*** Records for the exercise Section Begins ***

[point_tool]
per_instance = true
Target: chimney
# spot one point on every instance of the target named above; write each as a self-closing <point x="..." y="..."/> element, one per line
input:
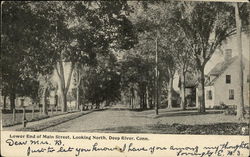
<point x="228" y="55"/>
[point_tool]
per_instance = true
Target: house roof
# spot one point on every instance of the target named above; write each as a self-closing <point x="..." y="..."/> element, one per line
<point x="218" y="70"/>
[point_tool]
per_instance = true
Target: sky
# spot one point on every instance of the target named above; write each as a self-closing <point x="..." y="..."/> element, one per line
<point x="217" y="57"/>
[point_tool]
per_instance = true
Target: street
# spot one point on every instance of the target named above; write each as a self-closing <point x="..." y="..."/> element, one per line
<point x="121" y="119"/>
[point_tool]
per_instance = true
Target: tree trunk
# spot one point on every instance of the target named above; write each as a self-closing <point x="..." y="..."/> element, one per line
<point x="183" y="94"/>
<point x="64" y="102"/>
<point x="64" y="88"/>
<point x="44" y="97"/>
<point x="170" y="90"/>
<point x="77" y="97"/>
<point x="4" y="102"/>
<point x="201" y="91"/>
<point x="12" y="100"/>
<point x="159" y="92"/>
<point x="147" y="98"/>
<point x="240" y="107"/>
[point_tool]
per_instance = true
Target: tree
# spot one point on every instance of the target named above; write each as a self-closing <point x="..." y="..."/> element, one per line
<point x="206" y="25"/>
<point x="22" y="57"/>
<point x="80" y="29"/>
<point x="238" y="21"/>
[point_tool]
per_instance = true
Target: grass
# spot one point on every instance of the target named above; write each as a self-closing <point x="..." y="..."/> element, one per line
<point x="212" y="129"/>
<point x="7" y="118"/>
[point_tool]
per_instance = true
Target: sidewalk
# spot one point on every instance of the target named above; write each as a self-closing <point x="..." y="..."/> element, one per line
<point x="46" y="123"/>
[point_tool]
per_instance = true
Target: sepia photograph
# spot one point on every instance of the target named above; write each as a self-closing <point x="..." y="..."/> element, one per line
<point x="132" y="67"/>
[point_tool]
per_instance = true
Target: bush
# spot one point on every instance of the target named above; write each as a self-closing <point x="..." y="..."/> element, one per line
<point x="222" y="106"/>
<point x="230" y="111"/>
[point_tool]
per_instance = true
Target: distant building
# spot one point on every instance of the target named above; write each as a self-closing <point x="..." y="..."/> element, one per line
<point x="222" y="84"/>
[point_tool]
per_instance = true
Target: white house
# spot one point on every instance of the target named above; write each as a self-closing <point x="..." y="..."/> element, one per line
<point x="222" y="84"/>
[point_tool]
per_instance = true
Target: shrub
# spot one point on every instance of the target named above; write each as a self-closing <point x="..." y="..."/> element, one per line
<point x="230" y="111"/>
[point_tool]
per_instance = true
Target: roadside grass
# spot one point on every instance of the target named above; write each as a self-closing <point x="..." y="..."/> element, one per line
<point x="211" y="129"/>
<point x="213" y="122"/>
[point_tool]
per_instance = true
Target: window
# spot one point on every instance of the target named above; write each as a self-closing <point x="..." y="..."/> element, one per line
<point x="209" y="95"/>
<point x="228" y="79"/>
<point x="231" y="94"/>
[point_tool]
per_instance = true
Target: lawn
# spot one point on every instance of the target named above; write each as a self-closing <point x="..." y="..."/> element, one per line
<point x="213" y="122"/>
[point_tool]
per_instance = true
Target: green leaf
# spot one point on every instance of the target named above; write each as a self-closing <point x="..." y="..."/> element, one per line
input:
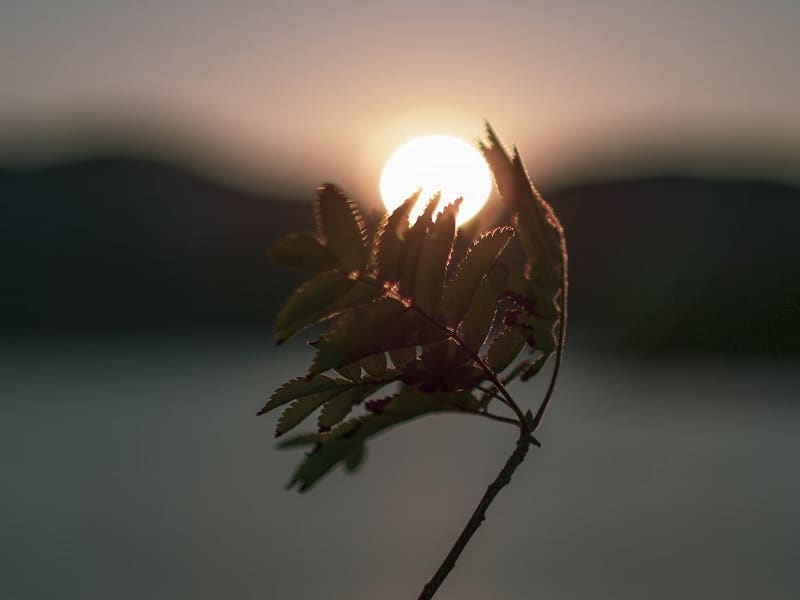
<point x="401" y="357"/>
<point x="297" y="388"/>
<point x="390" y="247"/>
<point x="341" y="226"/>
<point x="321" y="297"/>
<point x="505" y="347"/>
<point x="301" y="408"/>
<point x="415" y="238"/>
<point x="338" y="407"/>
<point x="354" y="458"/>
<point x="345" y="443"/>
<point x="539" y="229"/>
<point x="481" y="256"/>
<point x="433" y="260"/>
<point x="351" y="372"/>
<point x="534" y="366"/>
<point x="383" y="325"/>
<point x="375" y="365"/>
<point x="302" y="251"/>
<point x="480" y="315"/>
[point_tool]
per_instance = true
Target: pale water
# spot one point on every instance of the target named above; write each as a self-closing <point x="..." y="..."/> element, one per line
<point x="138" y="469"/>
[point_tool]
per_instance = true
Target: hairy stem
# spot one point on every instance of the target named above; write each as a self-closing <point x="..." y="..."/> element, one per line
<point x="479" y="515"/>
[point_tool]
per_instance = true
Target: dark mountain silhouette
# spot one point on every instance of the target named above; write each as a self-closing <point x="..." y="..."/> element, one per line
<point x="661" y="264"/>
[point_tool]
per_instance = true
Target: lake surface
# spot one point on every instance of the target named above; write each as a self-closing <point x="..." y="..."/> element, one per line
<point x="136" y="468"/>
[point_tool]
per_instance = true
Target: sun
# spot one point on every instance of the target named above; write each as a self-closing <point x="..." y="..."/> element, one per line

*** Records for the exercise Section Ends ***

# Task statement
Would you retype the material exactly, omitting each picture?

# Answer to the exercise
[point_tool]
per_instance = true
Target: chimney
# spot one point on every instance of the target named above; write each as a self-closing <point x="..." y="..."/> element, one per line
input:
<point x="228" y="55"/>
[point_tool]
per_instance = true
Target: house roof
# spot one point on every instance of the target named above; write each as a self-closing <point x="..." y="..."/> element, one per line
<point x="218" y="70"/>
[point_tool]
per_instance = true
Target: sky
# spot one point on every instance of the target named above; write each as a self-closing <point x="..." y="..."/> element, one per line
<point x="217" y="57"/>
[point_tool]
per_instance = true
Target: street
# spot one point on every instance of the target named above; write each as a self-closing <point x="..." y="..."/> element, one per line
<point x="121" y="119"/>
[point_tool]
per_instance = true
Target: tree trunk
# spot one point on every instance of the target named above; write each as a self-closing <point x="..." y="..."/> element, one per line
<point x="183" y="94"/>
<point x="64" y="102"/>
<point x="64" y="88"/>
<point x="44" y="97"/>
<point x="170" y="90"/>
<point x="77" y="97"/>
<point x="4" y="102"/>
<point x="201" y="91"/>
<point x="12" y="100"/>
<point x="159" y="92"/>
<point x="147" y="98"/>
<point x="240" y="107"/>
[point_tool]
per_instance = true
Target: tree
# spot one point on every instance of the target named above; write each as a self-closing <point x="..." y="..."/> element, one per line
<point x="206" y="25"/>
<point x="22" y="57"/>
<point x="80" y="29"/>
<point x="238" y="21"/>
[point_tool]
per_instance = true
Target: grass
# spot one point on every instance of the target named above; write each as a self-closing <point x="..." y="..."/> element, one per line
<point x="212" y="129"/>
<point x="7" y="118"/>
[point_tool]
per_instance = true
Target: sidewalk
# spot one point on every instance of the target named above; write each as a self-closing <point x="..." y="..."/> element, one per line
<point x="46" y="123"/>
[point_tool]
per_instance = true
Target: sepia photograph
# spot one point on every instance of the target named above; write each as a self-closing <point x="..." y="..."/> element, one per line
<point x="132" y="67"/>
[point_tool]
per_instance = true
Target: bush
# spot one point on every instance of the target named above; write each as a self-closing <point x="..." y="..."/> element, one per line
<point x="222" y="106"/>
<point x="230" y="111"/>
[point_tool]
per_instance = true
Target: distant building
# spot one point on every instance of the target named above; write each as a self-closing <point x="..." y="..."/> element, one per line
<point x="222" y="84"/>
[point_tool]
per_instance = true
Target: white house
# spot one point on every instance of the target named above; write each as a self-closing <point x="..." y="..."/> element, one per line
<point x="222" y="84"/>
[point_tool]
per_instance = true
Target: shrub
# spot one point on every instance of the target named above; write each as a self-closing <point x="..." y="..."/> element, one per line
<point x="230" y="111"/>
[point_tool]
per_instance = true
Target: roadside grass
# spot one point on every instance of the target named above; write each as a self-closing <point x="..." y="..."/> element, one per line
<point x="211" y="129"/>
<point x="213" y="122"/>
[point_tool]
per_instance = true
Target: window
# spot one point on every instance of the target named above; write each as a self-closing <point x="..." y="..."/> element, one per line
<point x="209" y="95"/>
<point x="228" y="79"/>
<point x="231" y="94"/>
[point_tool]
per_instance = true
Target: lawn
# spot one point on every instance of the target named above; write each as a self-closing <point x="..." y="..."/> element, one per line
<point x="213" y="122"/>
[point_tool]
per_instance = true
Target: green leaf
# spot one point on every instance of the target named above; write each as a self-closing <point x="..." y="..."/> element, one per line
input:
<point x="401" y="357"/>
<point x="297" y="388"/>
<point x="390" y="247"/>
<point x="341" y="226"/>
<point x="321" y="297"/>
<point x="505" y="347"/>
<point x="301" y="408"/>
<point x="415" y="238"/>
<point x="338" y="407"/>
<point x="354" y="458"/>
<point x="345" y="443"/>
<point x="539" y="229"/>
<point x="481" y="256"/>
<point x="433" y="260"/>
<point x="351" y="372"/>
<point x="534" y="366"/>
<point x="383" y="325"/>
<point x="375" y="365"/>
<point x="302" y="251"/>
<point x="480" y="315"/>
[point_tool]
per_instance = true
Target: pale water
# spot one point on every instance of the target named above; write each as a self-closing <point x="..." y="..."/> element, one per line
<point x="138" y="469"/>
[point_tool]
per_instance = true
Target: hairy stem
# spot one point on every instance of the target named above; write each as a self-closing <point x="..." y="..."/> element, one per line
<point x="479" y="515"/>
[point_tool]
per_instance = true
Target: dark mountain silhouette
# spot one point on every instance of the target named above; write each as a self-closing <point x="..." y="..."/> element, one per line
<point x="661" y="264"/>
[point_tool]
per_instance = true
Target: lake surface
# spot one point on every instance of the target named above; write each as a self-closing <point x="..." y="..."/> element, one per line
<point x="136" y="468"/>
[point_tool]
per_instance = true
Target: sun
# spot one point on every instance of the target named above; write each as a self-closing <point x="..." y="..."/> element, one per line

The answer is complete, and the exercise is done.